PROBLEM TO WORK ON »
Exactly the lines from the opening of the data through the line containing "positive clicks: (74, 15)" should be reproduced, please, with nothing added.

[Saved data entries]
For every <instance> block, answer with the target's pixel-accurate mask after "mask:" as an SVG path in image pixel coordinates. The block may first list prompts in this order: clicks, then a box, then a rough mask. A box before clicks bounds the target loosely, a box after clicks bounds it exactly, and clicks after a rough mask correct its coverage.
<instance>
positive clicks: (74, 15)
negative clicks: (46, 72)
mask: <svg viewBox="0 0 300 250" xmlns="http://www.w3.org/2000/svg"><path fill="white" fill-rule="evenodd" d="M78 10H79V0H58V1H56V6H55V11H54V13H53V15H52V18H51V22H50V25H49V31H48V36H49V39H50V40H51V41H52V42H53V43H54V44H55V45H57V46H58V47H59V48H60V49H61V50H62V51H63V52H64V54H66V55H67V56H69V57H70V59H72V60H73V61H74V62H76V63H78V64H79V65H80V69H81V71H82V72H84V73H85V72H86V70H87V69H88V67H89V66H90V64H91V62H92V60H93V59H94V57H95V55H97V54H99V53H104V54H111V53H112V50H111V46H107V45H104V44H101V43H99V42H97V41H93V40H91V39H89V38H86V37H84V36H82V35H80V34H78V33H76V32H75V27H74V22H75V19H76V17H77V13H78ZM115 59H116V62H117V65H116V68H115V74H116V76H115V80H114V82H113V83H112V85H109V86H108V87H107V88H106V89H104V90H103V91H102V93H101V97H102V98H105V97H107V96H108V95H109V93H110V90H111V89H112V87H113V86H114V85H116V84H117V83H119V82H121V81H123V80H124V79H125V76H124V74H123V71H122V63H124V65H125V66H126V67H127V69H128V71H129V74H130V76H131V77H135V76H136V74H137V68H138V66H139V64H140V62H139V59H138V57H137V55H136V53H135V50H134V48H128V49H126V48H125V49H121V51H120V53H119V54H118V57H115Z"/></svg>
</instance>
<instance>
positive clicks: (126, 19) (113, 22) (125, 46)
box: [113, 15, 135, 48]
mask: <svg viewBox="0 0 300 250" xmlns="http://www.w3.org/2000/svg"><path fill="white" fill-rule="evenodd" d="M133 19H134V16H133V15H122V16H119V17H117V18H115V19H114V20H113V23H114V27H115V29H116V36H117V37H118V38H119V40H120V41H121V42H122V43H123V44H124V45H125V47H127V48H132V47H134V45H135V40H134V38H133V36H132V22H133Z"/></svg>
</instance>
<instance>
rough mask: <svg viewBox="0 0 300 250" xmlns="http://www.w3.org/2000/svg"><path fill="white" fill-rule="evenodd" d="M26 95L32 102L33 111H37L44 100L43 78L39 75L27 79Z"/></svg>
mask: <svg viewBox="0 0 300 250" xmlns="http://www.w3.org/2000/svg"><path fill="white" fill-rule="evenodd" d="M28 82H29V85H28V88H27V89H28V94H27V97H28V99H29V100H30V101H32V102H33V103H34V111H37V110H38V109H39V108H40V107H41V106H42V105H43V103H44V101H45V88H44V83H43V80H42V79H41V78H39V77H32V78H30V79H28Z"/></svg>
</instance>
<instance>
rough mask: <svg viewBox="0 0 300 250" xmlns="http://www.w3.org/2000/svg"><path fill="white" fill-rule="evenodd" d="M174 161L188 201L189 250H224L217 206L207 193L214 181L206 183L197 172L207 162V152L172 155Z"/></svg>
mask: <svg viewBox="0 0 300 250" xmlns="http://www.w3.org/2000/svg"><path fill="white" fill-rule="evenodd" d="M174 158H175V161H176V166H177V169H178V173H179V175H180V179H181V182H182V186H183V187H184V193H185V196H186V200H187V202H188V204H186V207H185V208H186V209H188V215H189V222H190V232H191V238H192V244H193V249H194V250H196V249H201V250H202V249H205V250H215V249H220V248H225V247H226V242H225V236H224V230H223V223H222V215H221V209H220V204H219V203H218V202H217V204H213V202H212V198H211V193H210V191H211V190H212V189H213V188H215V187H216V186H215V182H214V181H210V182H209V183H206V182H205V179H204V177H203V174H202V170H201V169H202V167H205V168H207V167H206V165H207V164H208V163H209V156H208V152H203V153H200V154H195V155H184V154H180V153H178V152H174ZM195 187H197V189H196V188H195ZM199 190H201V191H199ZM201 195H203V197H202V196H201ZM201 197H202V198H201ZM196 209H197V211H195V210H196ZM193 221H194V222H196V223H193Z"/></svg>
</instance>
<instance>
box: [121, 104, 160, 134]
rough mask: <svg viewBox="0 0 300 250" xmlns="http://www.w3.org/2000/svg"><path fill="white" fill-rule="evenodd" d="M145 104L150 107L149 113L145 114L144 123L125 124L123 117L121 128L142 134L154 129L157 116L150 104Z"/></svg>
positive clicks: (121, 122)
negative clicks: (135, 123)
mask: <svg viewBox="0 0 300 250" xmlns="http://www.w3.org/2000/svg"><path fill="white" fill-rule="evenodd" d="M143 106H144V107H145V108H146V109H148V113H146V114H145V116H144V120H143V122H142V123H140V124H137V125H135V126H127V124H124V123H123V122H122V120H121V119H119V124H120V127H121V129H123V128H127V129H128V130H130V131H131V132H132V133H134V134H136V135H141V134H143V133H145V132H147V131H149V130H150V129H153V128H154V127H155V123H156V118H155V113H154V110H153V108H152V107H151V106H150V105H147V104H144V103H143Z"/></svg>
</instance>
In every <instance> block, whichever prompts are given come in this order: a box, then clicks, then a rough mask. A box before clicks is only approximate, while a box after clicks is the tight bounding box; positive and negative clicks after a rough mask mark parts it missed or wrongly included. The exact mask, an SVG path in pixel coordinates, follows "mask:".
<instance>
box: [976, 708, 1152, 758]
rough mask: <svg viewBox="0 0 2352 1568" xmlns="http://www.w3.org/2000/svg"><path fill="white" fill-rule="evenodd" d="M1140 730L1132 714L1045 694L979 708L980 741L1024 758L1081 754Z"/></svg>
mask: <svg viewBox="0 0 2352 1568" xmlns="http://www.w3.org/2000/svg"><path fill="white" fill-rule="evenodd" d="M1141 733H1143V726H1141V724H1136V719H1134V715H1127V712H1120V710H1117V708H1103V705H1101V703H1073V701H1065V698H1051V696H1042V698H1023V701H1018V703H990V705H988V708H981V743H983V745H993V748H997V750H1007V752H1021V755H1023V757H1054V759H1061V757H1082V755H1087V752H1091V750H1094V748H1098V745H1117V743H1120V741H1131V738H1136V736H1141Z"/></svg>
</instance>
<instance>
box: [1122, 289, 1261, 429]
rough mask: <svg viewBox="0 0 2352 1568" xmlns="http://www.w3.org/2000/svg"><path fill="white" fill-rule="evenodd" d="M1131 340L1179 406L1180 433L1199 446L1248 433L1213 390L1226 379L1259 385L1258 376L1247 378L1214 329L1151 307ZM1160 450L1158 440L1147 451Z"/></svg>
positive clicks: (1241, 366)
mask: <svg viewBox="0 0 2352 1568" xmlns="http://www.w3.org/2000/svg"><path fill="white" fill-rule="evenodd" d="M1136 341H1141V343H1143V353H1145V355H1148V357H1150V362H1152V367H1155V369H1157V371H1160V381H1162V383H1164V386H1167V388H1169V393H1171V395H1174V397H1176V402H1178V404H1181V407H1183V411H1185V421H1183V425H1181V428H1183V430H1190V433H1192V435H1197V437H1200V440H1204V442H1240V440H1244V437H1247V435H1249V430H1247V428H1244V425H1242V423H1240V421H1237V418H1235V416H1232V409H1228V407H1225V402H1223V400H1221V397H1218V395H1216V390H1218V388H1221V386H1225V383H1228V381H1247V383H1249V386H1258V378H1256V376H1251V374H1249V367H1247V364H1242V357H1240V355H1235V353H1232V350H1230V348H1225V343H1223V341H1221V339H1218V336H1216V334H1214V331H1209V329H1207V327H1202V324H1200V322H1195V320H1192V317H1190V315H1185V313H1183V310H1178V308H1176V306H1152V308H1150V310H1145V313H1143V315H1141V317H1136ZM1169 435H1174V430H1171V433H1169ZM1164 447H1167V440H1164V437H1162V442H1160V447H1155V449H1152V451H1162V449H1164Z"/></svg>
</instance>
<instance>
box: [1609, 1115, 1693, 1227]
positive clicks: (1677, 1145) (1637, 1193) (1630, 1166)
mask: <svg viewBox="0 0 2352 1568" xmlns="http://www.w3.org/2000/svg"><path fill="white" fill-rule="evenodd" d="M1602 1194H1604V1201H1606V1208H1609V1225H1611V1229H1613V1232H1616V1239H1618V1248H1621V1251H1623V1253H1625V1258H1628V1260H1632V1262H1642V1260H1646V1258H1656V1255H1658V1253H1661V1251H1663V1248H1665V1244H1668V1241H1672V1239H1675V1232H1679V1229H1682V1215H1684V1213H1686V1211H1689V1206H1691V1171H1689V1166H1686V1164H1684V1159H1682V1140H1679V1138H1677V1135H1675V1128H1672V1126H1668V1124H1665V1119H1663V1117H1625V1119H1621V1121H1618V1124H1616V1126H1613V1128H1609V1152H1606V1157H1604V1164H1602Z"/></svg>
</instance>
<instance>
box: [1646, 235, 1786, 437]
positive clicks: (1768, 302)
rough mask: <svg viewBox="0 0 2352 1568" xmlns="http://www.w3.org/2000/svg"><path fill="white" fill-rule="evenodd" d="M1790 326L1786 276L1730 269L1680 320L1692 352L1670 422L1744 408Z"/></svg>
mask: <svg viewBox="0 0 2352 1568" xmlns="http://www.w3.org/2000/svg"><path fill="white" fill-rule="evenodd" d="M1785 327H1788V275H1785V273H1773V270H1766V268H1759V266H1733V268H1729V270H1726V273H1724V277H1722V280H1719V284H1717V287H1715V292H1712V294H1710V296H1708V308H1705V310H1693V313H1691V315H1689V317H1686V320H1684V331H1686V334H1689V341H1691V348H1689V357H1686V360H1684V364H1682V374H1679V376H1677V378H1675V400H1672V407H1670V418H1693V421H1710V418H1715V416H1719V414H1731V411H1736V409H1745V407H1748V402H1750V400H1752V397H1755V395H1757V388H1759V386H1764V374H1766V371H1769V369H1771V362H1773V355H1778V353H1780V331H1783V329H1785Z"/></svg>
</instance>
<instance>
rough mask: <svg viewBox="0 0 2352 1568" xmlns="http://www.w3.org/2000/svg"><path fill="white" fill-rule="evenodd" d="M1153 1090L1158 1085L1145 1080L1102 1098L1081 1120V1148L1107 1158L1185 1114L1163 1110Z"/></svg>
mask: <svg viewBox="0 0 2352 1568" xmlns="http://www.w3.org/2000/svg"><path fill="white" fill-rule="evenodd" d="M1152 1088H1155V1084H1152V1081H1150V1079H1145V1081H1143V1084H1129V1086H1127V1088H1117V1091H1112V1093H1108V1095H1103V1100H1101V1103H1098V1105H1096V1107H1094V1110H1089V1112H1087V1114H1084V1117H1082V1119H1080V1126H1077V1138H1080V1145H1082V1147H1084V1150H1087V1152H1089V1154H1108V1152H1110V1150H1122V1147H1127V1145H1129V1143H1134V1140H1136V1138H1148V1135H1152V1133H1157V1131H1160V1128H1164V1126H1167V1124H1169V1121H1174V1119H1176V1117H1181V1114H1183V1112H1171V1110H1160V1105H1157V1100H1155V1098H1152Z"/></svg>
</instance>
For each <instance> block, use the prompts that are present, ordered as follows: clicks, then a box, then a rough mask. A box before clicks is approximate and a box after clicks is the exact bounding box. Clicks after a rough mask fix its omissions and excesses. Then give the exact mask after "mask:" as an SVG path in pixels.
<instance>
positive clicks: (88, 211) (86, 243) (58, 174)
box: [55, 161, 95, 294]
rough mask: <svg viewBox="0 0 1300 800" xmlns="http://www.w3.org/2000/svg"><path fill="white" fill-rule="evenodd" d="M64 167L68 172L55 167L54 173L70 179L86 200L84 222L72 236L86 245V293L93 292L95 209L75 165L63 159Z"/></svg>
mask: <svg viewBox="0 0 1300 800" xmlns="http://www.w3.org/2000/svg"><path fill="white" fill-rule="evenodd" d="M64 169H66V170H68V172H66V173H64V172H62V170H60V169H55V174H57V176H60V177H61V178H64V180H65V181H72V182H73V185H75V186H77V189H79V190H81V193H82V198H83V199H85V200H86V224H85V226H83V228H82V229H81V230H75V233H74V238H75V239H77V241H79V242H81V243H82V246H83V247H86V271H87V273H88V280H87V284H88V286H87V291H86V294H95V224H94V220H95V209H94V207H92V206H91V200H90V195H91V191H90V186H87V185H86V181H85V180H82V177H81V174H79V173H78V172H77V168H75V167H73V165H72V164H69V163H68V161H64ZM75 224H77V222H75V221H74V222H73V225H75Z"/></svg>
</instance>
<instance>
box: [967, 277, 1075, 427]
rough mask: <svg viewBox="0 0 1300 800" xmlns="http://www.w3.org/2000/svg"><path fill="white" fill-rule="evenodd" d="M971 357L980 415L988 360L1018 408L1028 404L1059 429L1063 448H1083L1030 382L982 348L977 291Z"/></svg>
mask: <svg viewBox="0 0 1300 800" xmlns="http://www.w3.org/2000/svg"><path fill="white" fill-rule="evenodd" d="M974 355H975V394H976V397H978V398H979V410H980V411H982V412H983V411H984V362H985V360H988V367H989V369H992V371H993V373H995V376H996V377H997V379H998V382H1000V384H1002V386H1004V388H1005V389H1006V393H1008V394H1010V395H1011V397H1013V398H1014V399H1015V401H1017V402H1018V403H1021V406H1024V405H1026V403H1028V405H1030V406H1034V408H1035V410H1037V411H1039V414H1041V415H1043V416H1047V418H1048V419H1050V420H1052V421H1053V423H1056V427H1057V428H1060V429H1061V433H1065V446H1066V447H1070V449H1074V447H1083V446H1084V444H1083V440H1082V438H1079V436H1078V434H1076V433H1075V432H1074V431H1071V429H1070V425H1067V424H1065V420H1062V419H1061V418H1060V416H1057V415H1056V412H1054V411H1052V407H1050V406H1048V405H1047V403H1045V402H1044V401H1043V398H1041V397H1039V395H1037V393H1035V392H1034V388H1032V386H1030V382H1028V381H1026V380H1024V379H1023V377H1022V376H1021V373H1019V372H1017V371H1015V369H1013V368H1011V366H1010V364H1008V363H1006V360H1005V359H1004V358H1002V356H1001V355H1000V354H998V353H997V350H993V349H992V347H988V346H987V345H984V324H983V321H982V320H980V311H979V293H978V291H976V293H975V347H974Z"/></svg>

TASK SOLUTION »
For every <instance> block, answer with the target's pixel-accurate mask after "mask:" as an SVG path in image pixel coordinates. The block may first list prompts in this order: clicks, then a box, then a rough mask. A box before clicks bounds the target loosely, a box after clicks bounds it exactly, and clicks after a rough mask correct its coverage.
<instance>
positive clicks: (74, 15)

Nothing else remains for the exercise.